● **Raw data**:

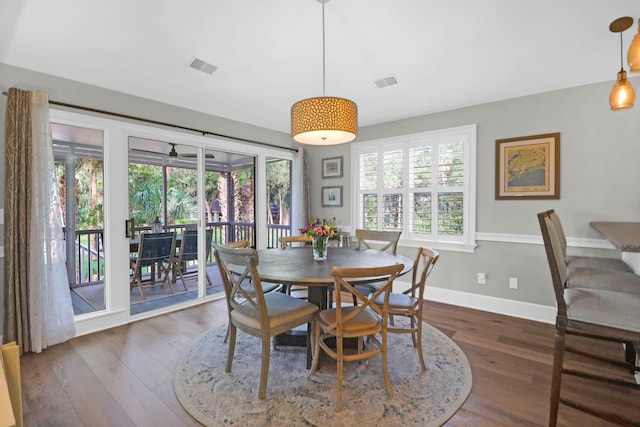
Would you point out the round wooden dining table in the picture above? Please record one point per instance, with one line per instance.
(295, 266)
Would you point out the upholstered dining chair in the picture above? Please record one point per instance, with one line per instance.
(594, 313)
(576, 261)
(188, 251)
(410, 302)
(254, 312)
(366, 320)
(364, 240)
(154, 250)
(592, 272)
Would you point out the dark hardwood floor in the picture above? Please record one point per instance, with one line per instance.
(123, 376)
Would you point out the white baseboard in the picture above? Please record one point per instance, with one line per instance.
(523, 310)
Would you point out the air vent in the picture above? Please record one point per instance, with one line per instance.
(386, 81)
(200, 65)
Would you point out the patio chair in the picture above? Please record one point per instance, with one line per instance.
(155, 250)
(188, 252)
(410, 302)
(366, 320)
(254, 312)
(593, 313)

● **Work to be completed**:
Write out the records above once more, word for word, with no pictures.

● **Finished answer**:
Would you point out the round wooden dining table in the picture above? Please record one point per instance, with one line per instance.
(295, 266)
Would you point out the upholstered dining chair in the picture above? Please record one point per instance, with one line per instance.
(594, 313)
(576, 261)
(188, 251)
(410, 302)
(254, 312)
(366, 320)
(364, 240)
(154, 250)
(592, 272)
Would you point out the dark hardwood floor in the picture above? Please record one point per instance, with one line per instance.
(123, 376)
Would you point out the white baseboard in the picture above? Please record one point per instance, with one line per instance.
(523, 310)
Would you point out the air vent in the picture above? Please record one point per instance, with one line per instance.
(386, 81)
(200, 65)
Would you point out the patio chair in the picture above? Please record one point per instance, with one line per instance.
(155, 250)
(188, 252)
(410, 302)
(366, 320)
(254, 312)
(593, 313)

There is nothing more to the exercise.